La Grande Magie d’Eduardo De Filippo, traduction d’Huguette Hatem, mise en scène d’Emmanuel Demarcy-Mota
La Grande Magie d’Eduardo De Filippo, traduction d’Huguette Hatem, mise en scène d’Emmanuel Demarcy-Mota
C’est la reprise de cette pièce mise en scène à l’Espace Pierre Cardin ( voir Le Théâtre du Blog) Le grand auteur, acteur et metteur en scène napolitain (1900-984), est relativement peu joué en France. Mais il y a eu, entre autres, une formidable mise en scène en 95 de Jacques Mauclair au théâtre du Marais de Noël chez les Cupiello. Huguette Hatem, traductrice de l’auteur, faisait partie de la distribution. En ce soir de première, elle nous révèle une anecdote qui peut faire rêver quant au pouvoir de la critique dramatique…il y a longtemps. Dans les années soixante, Jean-Jacques Gautier, redoutable critique du Figaro, avait émis des réserves sur une pièce de l’auteur napolitain. Vexé, celui-ci avait alors interdit que, pendant vingt ans, on joue ses pièces en France. Huguette Hatem finit par le convaincre de revenir sur sa décision et Jean Mercure put ainsi monter L’Art de la comédie au Théâtre de la Ville en 84.

* **Tâche à réaliser**: Poursuivez la critique théâtrale consacrée à La Grande Magie en reprenant juste après sa dernière phrase.

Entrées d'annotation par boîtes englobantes

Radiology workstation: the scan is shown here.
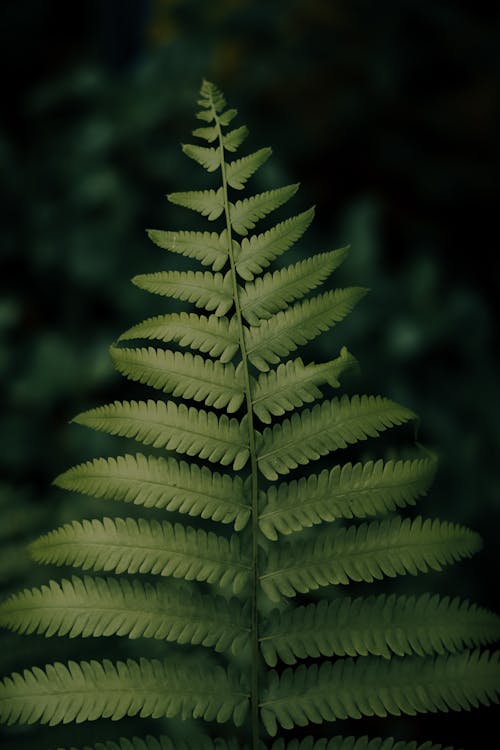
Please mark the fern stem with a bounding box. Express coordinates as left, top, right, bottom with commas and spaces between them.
212, 91, 261, 750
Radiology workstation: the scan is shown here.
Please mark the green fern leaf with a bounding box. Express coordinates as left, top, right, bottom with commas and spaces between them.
110, 346, 245, 413
272, 737, 453, 750
57, 736, 242, 750
73, 400, 249, 471
222, 125, 248, 152
257, 395, 415, 479
261, 651, 500, 735
54, 453, 251, 531
0, 576, 250, 654
259, 458, 437, 540
118, 312, 239, 362
261, 517, 481, 601
147, 229, 228, 271
167, 188, 224, 222
225, 148, 272, 190
229, 184, 299, 235
260, 594, 500, 667
252, 347, 356, 424
236, 208, 314, 281
245, 287, 366, 372
0, 659, 248, 726
240, 248, 347, 325
29, 518, 250, 592
182, 143, 221, 172
132, 271, 233, 316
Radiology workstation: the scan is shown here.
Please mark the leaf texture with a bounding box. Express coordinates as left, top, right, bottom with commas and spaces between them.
245, 287, 366, 372
240, 248, 347, 325
29, 518, 250, 592
167, 188, 224, 222
0, 659, 248, 726
229, 184, 299, 235
261, 517, 481, 601
252, 347, 356, 424
257, 395, 415, 479
236, 208, 314, 281
132, 271, 233, 315
262, 651, 500, 735
147, 229, 228, 271
260, 594, 500, 667
118, 312, 239, 362
73, 400, 249, 471
272, 736, 453, 750
110, 346, 245, 413
225, 148, 272, 190
54, 453, 250, 531
0, 576, 249, 653
259, 457, 437, 540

* **Réponse de l'exercice**:
La traductrice résume ainsi la pièce : «Dans un hôtel au bord de la mer, on annonce l’arrivée d’Otto Marvuglia, un magicien. Pour un peu d’argent, il accepte de faire disparaître lors d’une séance, une cliente de l’hôtel, Marta Di Spelta pour qu’elle rejoigne son amant. Il essaye alors de convaincre le mari, Calogero, que l’absence de sa femme n’est qu’illusion et qu’elle est bien dans la boîte qu’il lui remet. Mais, pour la revoir, il ne doit l’ouvrir, que s’il croit en sa fidélité ; sinon, il la perdra pour toujours. Calogero croit-il vraiment que sa femme est dans la boîte qu’il emporte sous son bras, ou bien fait-il semblant, pour cacher son désarroi? » Mais avec l’accord d’Emmanuel Demarcy-Mota, Huguette Hatem a inversé les rôles : Calogero devient la femme du mari et le témoin de sa disparition… par magie. Le mari, lui, profitant de l’occasion pour rejoindre sa maîtresse. »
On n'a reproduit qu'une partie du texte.